**Extracted material:**
┄┄┄┄┄┄
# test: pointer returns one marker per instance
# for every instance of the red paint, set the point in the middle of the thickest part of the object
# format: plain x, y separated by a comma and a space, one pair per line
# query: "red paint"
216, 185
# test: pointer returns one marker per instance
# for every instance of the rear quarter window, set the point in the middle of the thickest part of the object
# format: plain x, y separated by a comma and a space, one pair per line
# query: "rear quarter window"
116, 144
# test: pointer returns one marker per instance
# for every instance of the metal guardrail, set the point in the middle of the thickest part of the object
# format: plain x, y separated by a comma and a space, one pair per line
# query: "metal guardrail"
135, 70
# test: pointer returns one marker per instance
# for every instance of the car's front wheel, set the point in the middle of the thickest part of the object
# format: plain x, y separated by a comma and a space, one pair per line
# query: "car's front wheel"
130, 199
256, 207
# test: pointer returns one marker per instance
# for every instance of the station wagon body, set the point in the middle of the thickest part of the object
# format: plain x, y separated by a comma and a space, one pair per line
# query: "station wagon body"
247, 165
┄┄┄┄┄┄
**Problem requirements:**
Transcribe all the entries, keeping each one exactly as it is.

**Exercise solution:**
# test: pointer returns one marker per instance
# for every instance of the red paint, set the point in the middle of the thickest part of the object
# format: plain x, y separated by a comma and a space, one pair per line
# query: "red paint"
216, 185
# test: pointer returns one marker per instance
# for every instance of the rear quarter window, set the point in the middle of the thickest part of the object
# format: plain x, y separated by a comma and a space, one pair per line
# query: "rear quarter window"
116, 144
# test: pointer returns one marker per instance
# for every instance of the metal guardrail, set the point in the middle of the thickest part of the object
# format: plain x, y separated by a comma and a space, one pair per line
# query: "metal guardrail"
135, 70
# test: pointer returns one marker per instance
# for every instance of the car's front wheel, set the point in the middle of the thickest part of the object
# format: plain x, y separated by a comma and a space, one pair per line
# query: "car's front wheel"
130, 199
256, 207
# test: pointer returns one marker per instance
# for every instance of the station wagon body, set the point in the middle of the thickest part of the object
# format: plain x, y separated by a comma and a space, one pair per line
# query: "station wagon body"
247, 165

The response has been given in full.